(DESAFIO A):
Responda com base no trecho do texto:
(i) A quem se atribui a origem da frase, e em qual conto?
(ii) Quem governava a Prússia no fato narrado?
(iii) De que ano é a Constituição mencionada?
(DESAFIO B): Prossiga o texto sobre a frase "ainda há juízes em Berlim", começando logo após a última frase do trecho do texto.

(TRECHO DO TEXTO):
====

A frase acima é um jargão e, por isso, rotineiramente volta a ser invocada nos momentos de crise e de ataque ao Estado Democrático de Direito, mesmo sendo anterior a revolução francesa. Sua origem é atribuída a François Andrieux, no conto “O moleiro de Sans-Souci”.

O fato narrado retrata a oposição de um cidadão humilde que desafia o poder do Kaiser Frederico II, então governante da Prússia, para com o seu direito de propriedade de um moi­nho familiar em contraposição com os interesses de desapro­priação da área para majoração do terreno do castelo.

O importante é que o “Rei”, que havia trazidos os princí­pios iluministas, notadamente o de independência do judi­ciário em relação ao despotismo do executivo, respeitou o direito de um simples “mortal” que embasou a negativa de retirada de seus direitos de propriedade, com base no fato de “ainda há juízes em Berlim”, ou seja, que ao Poder Judiciário, ao qual cabe a função de dar eficácia à lei, incube a missão de impor limites ao exercício ilegal e arbitrário do governante.

Mas qual a relação com o Brasil de hoje? Nunca se fez tão necessário o funcionamento do poder judiciário para garantir a aplicação dos direitos e garantias previstos na Constitui­ção de 1988, sem submissão ao executivo e exatamente para contrapor os abusos cometidos nas últimas Medidas Provisó­rias ou em leis que têm como objetivos a retirada de direito conquistados ao longo de séculos.

====

(DADOS FORNECIDOS):
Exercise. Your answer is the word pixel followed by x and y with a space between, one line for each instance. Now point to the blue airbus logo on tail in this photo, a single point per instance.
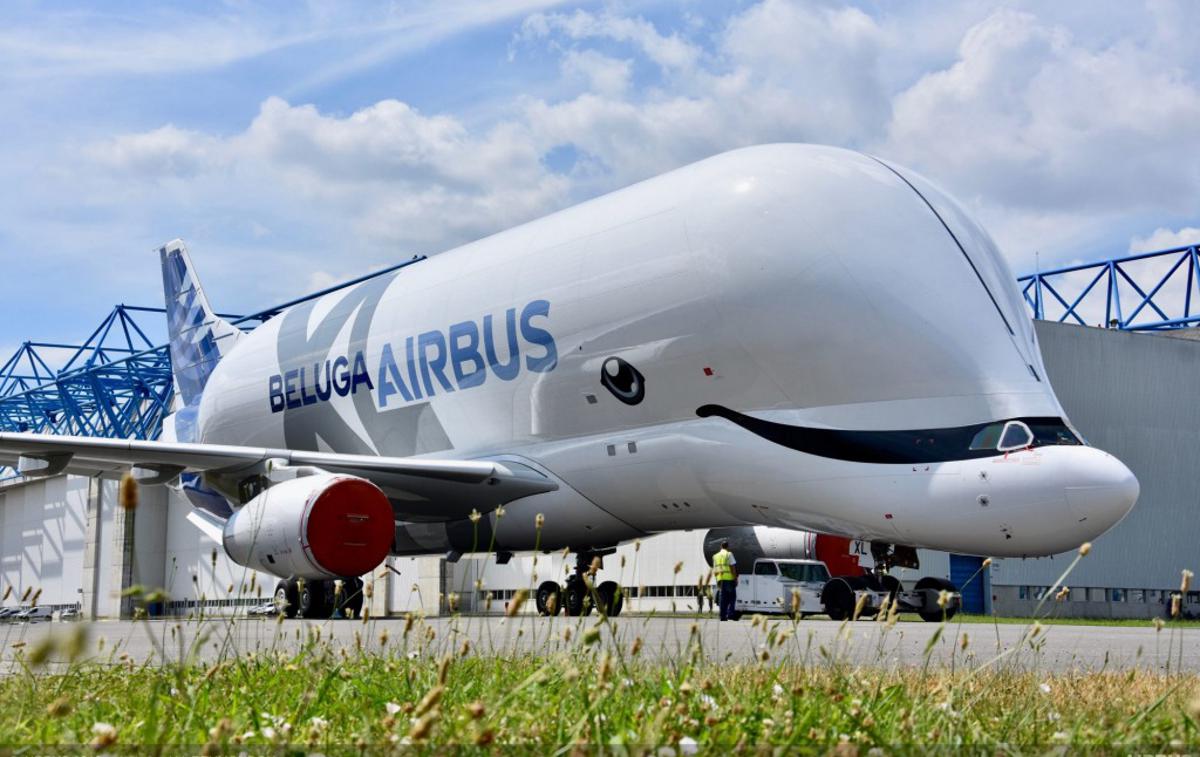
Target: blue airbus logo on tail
pixel 427 364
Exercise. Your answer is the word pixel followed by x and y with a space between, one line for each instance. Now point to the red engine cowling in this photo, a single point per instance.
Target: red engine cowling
pixel 322 526
pixel 749 542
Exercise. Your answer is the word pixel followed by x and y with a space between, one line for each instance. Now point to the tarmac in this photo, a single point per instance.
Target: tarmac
pixel 1050 648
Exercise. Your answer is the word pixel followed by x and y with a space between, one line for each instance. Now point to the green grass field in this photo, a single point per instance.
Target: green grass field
pixel 420 689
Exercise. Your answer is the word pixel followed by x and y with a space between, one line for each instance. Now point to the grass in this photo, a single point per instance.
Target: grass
pixel 592 685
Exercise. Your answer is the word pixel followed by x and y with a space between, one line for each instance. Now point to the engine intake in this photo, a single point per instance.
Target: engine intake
pixel 322 526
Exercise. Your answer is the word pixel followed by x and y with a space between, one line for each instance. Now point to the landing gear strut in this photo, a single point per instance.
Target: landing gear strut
pixel 315 599
pixel 581 593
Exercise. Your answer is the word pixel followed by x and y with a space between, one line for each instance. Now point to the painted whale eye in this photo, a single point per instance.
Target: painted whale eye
pixel 623 380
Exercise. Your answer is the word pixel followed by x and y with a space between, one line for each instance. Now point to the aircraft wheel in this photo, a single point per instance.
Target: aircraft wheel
pixel 575 598
pixel 549 598
pixel 287 600
pixel 312 600
pixel 611 599
pixel 935 613
pixel 892 586
pixel 838 598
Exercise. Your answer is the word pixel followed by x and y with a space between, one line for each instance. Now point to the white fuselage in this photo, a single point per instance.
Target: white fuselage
pixel 808 287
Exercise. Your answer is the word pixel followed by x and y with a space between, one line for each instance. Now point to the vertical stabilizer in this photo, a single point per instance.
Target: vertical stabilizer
pixel 198 337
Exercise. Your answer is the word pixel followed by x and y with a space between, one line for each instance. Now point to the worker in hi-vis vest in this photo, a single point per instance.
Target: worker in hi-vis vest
pixel 725 571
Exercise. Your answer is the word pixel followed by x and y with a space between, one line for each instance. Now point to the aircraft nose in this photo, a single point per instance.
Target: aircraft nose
pixel 1105 492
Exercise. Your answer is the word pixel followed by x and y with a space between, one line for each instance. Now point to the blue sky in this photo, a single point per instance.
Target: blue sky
pixel 297 144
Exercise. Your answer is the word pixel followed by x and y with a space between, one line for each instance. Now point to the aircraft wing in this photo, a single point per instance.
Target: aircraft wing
pixel 421 488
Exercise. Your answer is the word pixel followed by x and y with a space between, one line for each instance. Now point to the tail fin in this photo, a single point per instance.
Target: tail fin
pixel 198 336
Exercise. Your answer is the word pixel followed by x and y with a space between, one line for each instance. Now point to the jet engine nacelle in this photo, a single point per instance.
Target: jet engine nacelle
pixel 321 526
pixel 750 542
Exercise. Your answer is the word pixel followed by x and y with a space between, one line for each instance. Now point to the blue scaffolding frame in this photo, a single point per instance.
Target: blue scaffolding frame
pixel 1159 290
pixel 117 383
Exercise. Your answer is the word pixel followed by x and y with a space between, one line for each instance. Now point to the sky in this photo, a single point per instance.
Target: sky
pixel 298 144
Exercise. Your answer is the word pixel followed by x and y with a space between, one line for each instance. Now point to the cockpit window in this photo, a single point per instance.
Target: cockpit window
pixel 988 437
pixel 1015 437
pixel 1053 432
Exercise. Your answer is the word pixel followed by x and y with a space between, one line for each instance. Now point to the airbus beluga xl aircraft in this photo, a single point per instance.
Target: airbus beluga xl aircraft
pixel 787 335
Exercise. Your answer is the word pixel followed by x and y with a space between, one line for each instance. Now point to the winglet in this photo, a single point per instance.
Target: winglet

====

(RESULTADO A):
(i) A François Andrieux, no conto "O moleiro de Sans-Souci".
(ii) O Kaiser Frederico II.
(iii) De 1988.

(RESULTADO B):
Nos últimos anos, vimos o ataque visceral aos trabalhado­res e seus direitos. Primeiro, a famigerada reforma trabalhista que reduziu, de forma significativa, o acesso à justiça, inclusi­ve com partes consideradas inconstitucionais pela justiça.

Depois, a tentativa de sucateamento dos sindicatos, com o enfraquecimento das suas participações nas negociações coletivas, valorizando o acordado sobre legislado, mas com possibilidade de supressão de direitos por meio de acordos individuais.

Um conjunto da obra que levou o país a um nível de in­formalidade assustador e a total submissão da classe trabalha­dora ao poder do capital. Ora, que trabalhador isoladamente terá capacidade e coragem de se contrapor a sua fonte de sobrevivência, com o medo e o risco de ser demitido e sequer pagar as contas básicas e sustentar sua família.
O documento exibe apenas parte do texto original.